Directions:
a) In the MMS LID-256 code, output the stretch from "for k, v in" through "top3_idx = row_probs.topk(3)" without any changes.
b) Using the MMS LID-256 code, name every key in each dictionary that the batch prediction method returns.
c) Why does the batch inference step in the MMS LID-256 code call .numpy() on each waveform before passing it on? Answer in one to three sentences.

Text extract:
• • • • •

"""
MMS LID-256 (Meta): Language identification on 256 languages.
Architecture: Wav2Vec2, 1B params.  ~2GB fp16 VRAM.
Returns per-segment: top language (ISO-3), confidence, top-3 predictions.
"""
from __future__ import annotations

import logging
from typing import Optional

import torch
import torch.nn.functional as F
from transformers import AutoFeatureExtractor, Wav2Vec2ForSequenceClassification

from ..config import MMS_LID_MODEL, MMS_BATCH_SIZE, ISO3_TO_LANG

logger = logging.getLogger(__name__)


class MMSLID:
    """Batch LID inference with MMS LID-256."""

    def __init__(self, device: str = "cuda", dtype: torch.dtype = torch.float16):
        self.device = device
        self.dtype = dtype
        self.model: Optional[Wav2Vec2ForSequenceClassification] = None
        self.processor: Optional[AutoFeatureExtractor] = None
        self._id2label: dict[int, str] = {}
        self.batch_size = MMS_BATCH_SIZE

    def load(self, hf_token: str = ""):
        logger.info(f"Loading MMS LID-256 → {self.device} ({self.dtype})")
        self.processor = AutoFeatureExtractor.from_pretrained(MMS_LID_MODEL)
        self.model = Wav2Vec2ForSequenceClassification.from_pretrained(
            MMS_LID_MODEL, torch_dtype=self.dtype,
        ).to(self.device).eval()
        self._id2label = self.model.config.id2label
        vram_mb = sum(p.numel() * p.element_size() for p in self.model.parameters()) / 1e6
        logger.info(f"MMS LID loaded: {len(self._id2label)} languages, ~{vram_mb:.0f}MB VRAM")

    def unload(self):
        del self.model, self.processor
        self.model = self.processor = None
        torch.cuda.empty_cache()

    @torch.inference_mode()
    def predict_batch(
        self, waveforms: list[torch.Tensor], sample_rate: int = 16000,
    ) -> list[dict]:
        """
        Run LID on a list of mono waveforms (each [samples] float32).
        Returns list of dicts with keys:
          mms_lang_iso3, mms_lang_iso1, mms_confidence, mms_top3
        """
        results = []
        for i in range(0, len(waveforms), self.batch_size):
            batch_wavs = waveforms[i:i + self.batch_size]
            batch_results = self._infer_batch(batch_wavs, sample_rate)
            results.extend(batch_results)
        return results

    def _infer_batch(self, waveforms: list[torch.Tensor], sample_rate: int) -> list[dict]:
        # Processor expects numpy arrays
        raw_arrays = [w.numpy() for w in waveforms]
        inputs = self.processor(
            raw_arrays, sampling_rate=sample_rate,
            return_tensors="pt", padding=True,
        )
        inputs = {k: v.to(self.device, dtype=self.dtype if v.dtype.is_floating_point else v.dtype)
                  for k, v in inputs.items()}

        logits = self.model(**inputs).logits  # [B, num_langs]
        probs = F.softmax(logits.float(), dim=-1)  # back to fp32 for softmax

        results = []
        for b in range(probs.shape[0]):
            row_probs = probs[b]
            top3_vals, top3_idx = row_probs.topk(3)

            top1_iso3 = self._id2label[top3_idx[0].item()]
            top1_conf = top3_vals[0].item()
            top1_iso1 = ISO3_TO_LANG.get(top1_iso3, top1_iso3)

            top3 = [
                {"lang": self._id2label[top3_idx[j].item()],
                 "conf": round(top3_vals[j].item(), 4)}
                for j in range(3)
            ]

            results.append({
                "mms_lang_iso3": top1_iso3,
                "mms_lang_iso1": top1_iso1,
                "mms_confidence": round(top1_conf, 4),
                "mms_top3": top3,
            })
        return results

• • • • •

Provided data:
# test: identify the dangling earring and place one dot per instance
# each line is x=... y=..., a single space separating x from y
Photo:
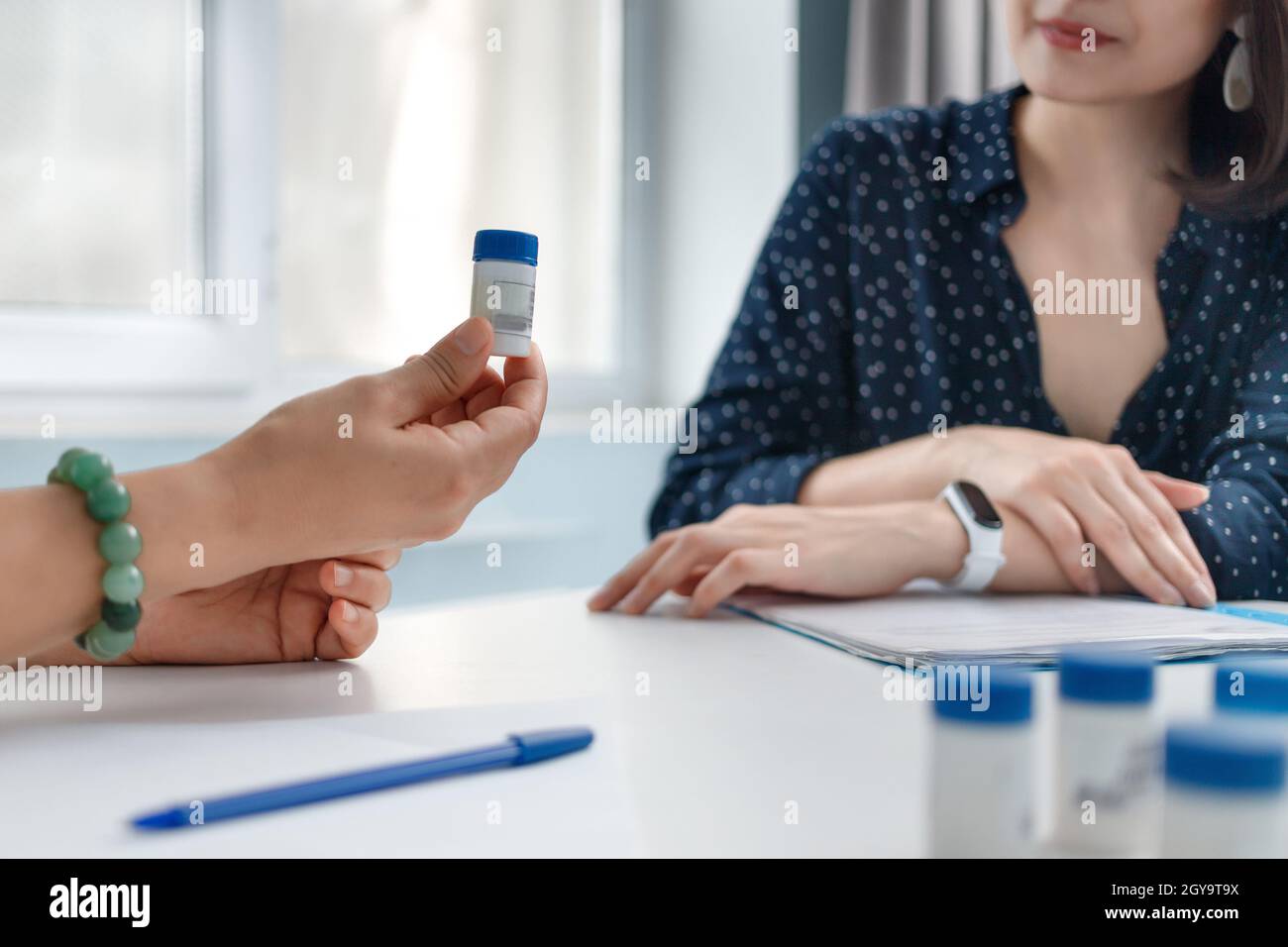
x=1236 y=84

• • • • •

Task-by-task answers:
a)
for k, v in inputs.items()}

        logits = self.model(**inputs).logits  # [B, num_langs]
        probs = F.softmax(logits.float(), dim=-1)  # back to fp32 for softmax

        results = []
        for b in range(probs.shape[0]):
            row_probs = probs[b]
            top3_vals, top3_idx = row_probs.topk(3)

b) mms_lang_iso3, mms_lang_iso1, mms_confidence, mms_top3

c) It turns each waveform into a NumPy array because the processor expects NumPy arrays as input.